• **Objective**
Please update the material starting at the line that contains "Sports-analytics tagging: mark the shorts" and ending at its final line, changing "play diagram" to "scouting report" and leaving everything else unchanged. Return only those lines.

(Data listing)
────

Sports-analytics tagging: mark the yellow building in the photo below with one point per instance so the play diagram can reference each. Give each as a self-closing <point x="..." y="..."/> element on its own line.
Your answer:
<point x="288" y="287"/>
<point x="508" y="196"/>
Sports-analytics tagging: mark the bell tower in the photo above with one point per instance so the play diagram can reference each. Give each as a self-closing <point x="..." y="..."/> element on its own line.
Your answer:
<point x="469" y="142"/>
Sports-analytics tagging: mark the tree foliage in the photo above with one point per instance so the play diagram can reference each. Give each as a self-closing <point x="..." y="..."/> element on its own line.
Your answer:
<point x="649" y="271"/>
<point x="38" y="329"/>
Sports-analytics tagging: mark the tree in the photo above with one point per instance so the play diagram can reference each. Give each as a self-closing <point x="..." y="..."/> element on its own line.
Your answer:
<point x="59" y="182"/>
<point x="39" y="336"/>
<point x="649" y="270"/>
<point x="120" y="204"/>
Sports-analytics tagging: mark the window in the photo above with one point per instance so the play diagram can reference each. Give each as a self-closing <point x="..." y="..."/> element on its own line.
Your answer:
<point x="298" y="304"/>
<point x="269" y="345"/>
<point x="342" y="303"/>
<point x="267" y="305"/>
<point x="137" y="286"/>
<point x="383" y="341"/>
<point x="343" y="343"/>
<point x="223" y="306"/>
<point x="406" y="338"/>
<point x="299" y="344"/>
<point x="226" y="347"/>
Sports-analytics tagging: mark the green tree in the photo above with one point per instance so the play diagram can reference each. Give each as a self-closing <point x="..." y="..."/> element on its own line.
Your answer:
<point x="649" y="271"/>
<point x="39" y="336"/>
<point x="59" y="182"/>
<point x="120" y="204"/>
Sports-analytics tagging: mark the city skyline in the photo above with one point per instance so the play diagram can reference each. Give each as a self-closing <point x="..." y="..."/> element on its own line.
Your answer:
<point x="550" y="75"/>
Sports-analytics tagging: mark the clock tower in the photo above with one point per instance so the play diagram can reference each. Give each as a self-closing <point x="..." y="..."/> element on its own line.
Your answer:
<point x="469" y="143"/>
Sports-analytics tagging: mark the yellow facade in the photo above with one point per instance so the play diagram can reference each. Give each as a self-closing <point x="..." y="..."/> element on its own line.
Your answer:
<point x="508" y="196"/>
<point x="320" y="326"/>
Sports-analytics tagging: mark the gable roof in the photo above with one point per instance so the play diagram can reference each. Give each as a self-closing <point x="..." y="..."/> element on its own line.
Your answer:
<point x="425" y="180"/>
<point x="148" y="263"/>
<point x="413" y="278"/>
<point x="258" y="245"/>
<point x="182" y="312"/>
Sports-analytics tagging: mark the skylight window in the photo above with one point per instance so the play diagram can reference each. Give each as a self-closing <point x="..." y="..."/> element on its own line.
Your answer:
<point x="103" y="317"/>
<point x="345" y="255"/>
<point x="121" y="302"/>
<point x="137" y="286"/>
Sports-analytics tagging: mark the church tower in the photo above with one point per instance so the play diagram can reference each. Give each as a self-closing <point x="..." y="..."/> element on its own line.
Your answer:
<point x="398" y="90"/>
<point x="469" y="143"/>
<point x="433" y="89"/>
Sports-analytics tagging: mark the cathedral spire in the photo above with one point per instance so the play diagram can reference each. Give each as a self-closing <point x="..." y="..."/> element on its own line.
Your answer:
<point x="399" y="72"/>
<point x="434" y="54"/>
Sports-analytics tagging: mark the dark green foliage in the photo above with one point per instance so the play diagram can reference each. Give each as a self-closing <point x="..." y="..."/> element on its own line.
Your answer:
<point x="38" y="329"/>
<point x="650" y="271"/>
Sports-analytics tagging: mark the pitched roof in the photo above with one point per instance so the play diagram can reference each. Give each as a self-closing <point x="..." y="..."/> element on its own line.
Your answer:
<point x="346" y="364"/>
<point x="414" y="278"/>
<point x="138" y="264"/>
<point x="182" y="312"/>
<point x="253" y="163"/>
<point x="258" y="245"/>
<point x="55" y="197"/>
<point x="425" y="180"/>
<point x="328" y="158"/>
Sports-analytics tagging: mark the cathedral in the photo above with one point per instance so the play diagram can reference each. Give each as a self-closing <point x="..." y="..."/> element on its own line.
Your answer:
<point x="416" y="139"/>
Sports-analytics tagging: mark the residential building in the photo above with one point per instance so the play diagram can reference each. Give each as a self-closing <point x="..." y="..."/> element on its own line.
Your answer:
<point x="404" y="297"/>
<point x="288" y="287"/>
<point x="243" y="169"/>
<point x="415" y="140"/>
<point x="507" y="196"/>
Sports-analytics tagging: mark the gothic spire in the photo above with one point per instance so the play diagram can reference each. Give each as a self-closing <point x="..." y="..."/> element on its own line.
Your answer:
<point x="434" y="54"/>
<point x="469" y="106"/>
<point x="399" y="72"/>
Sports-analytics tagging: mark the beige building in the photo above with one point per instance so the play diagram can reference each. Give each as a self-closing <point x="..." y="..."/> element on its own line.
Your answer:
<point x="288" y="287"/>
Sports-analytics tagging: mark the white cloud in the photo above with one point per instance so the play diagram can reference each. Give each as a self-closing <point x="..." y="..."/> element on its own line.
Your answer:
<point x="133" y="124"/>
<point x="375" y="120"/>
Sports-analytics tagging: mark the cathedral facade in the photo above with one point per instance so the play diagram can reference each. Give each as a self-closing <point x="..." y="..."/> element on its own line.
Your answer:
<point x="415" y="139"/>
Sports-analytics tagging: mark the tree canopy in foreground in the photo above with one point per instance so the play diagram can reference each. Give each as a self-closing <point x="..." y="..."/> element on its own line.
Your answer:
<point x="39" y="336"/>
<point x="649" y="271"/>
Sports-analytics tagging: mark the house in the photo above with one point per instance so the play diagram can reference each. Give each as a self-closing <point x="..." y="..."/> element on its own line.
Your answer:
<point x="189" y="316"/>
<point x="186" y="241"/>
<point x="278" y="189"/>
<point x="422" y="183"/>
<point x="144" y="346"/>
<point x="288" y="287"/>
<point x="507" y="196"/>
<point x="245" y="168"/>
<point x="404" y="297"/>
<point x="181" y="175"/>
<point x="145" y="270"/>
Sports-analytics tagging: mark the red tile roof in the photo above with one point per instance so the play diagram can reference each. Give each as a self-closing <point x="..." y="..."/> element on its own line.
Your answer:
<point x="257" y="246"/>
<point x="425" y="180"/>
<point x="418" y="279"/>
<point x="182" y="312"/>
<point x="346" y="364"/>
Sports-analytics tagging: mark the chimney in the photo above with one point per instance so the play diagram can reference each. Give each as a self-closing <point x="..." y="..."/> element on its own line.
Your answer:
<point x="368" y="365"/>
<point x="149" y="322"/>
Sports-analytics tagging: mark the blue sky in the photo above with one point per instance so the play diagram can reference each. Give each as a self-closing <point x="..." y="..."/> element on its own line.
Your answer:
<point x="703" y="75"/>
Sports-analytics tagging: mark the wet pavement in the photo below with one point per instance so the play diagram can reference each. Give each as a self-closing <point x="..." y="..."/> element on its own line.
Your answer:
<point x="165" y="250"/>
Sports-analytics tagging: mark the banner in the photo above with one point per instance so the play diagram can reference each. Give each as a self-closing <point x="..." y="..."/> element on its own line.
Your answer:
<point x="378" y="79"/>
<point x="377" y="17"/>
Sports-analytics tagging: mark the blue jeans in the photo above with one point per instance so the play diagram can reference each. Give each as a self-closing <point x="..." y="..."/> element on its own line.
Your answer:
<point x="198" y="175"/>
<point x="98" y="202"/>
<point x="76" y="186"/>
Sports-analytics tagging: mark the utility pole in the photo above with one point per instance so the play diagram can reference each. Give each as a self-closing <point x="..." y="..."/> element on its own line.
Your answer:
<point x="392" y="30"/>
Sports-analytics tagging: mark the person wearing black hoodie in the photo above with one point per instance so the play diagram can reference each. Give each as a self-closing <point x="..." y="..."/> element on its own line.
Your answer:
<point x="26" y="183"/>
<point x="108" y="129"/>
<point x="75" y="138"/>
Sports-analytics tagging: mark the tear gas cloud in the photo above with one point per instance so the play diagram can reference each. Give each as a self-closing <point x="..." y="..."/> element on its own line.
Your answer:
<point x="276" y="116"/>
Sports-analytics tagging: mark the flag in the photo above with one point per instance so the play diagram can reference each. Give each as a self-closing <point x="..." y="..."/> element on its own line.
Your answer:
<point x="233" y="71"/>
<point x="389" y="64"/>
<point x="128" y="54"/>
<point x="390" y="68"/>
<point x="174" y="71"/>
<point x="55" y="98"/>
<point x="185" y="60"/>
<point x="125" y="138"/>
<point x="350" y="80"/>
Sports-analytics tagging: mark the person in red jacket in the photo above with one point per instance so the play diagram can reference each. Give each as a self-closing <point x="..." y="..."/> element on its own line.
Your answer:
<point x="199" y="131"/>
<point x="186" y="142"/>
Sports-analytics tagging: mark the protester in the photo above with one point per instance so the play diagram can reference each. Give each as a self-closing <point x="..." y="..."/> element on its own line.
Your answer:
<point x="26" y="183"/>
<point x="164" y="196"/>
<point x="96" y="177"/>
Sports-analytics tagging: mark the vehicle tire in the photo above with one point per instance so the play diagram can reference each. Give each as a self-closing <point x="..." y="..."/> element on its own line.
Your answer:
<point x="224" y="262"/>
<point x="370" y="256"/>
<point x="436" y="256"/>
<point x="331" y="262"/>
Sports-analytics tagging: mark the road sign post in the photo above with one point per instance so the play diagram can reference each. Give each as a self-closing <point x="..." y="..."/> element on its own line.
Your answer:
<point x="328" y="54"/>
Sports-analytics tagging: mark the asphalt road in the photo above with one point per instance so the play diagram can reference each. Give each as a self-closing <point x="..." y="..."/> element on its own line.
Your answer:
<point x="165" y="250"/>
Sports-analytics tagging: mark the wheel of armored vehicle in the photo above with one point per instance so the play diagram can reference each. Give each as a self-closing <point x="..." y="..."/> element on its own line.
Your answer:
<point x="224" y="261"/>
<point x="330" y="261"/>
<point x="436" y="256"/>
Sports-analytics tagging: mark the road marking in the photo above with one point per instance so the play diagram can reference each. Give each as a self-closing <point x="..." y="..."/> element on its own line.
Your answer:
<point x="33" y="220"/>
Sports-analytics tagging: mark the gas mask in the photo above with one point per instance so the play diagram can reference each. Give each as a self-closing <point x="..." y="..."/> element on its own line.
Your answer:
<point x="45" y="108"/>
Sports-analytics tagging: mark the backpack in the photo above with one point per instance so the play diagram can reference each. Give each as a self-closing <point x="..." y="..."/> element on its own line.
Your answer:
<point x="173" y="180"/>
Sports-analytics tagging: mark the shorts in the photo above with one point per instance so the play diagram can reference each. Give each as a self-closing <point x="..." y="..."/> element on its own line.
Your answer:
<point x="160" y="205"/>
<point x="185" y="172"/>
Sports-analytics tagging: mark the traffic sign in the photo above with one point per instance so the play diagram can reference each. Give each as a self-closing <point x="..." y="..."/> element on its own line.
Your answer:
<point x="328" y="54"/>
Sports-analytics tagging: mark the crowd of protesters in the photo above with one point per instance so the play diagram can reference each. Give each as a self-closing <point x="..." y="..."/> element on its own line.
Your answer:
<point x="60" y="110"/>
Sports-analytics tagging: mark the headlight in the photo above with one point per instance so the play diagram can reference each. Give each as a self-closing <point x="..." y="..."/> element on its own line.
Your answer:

────

• **Solution**
Sports-analytics tagging: mark the shorts in the photo above with one point per instance so the scouting report can reference each. Give each as a self-closing <point x="..." y="..."/> element on its own line.
Your answer:
<point x="160" y="205"/>
<point x="185" y="172"/>
Sports-analytics tagging: mark the traffic sign in the photo above with one point per instance so the scouting report can reference each. Give each as a self-closing <point x="..." y="..."/> element on its own line.
Your answer:
<point x="328" y="54"/>
Sports-analytics tagging: mark the crowd of protesters in the photo above with one point per instance so the scouting report can reference each. Give each as a self-closing <point x="..." y="..."/> element on its own line.
Your answer:
<point x="60" y="110"/>
Sports-analytics tagging: mark the headlight in the photo above with one point per instance so the scouting report can reference each. Give each as a self-closing <point x="..." y="..."/> element on its own line.
Your answer:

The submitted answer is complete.